Data entries.
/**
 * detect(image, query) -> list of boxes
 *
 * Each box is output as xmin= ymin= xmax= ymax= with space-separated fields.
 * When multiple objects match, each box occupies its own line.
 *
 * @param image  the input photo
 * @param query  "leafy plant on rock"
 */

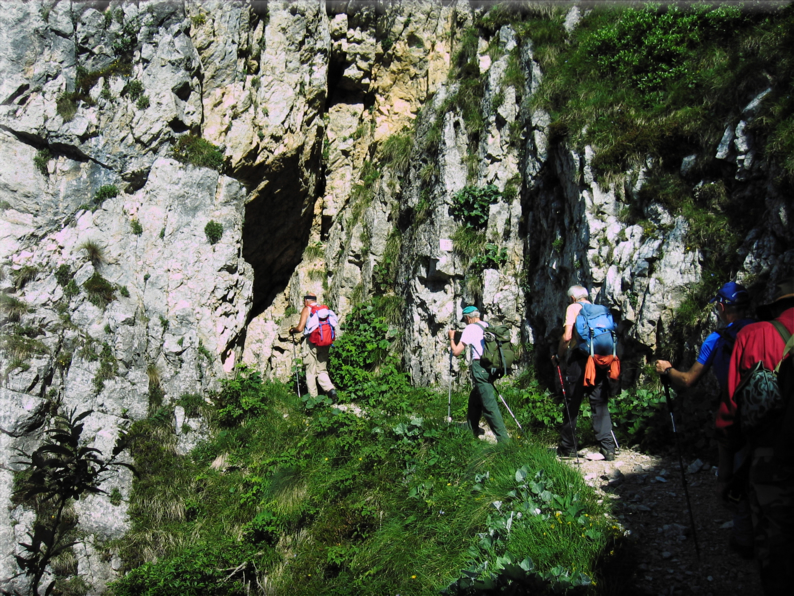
xmin=13 ymin=409 xmax=133 ymax=596
xmin=449 ymin=185 xmax=501 ymax=229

TASK DESCRIPTION.
Word for word, repeat all of the entries above, leaving out the pictures.

ANSWER BOX.
/**
 * detect(image, query) -> list of boxes
 *
 * Each box is output as xmin= ymin= xmax= ymax= with space-separated fields.
 * When multiple objects match, each box occupies its own line.
 *
 * @param image  the input photo
 * @param query  "leafy plant on rock"
 */

xmin=13 ymin=409 xmax=133 ymax=596
xmin=449 ymin=185 xmax=501 ymax=229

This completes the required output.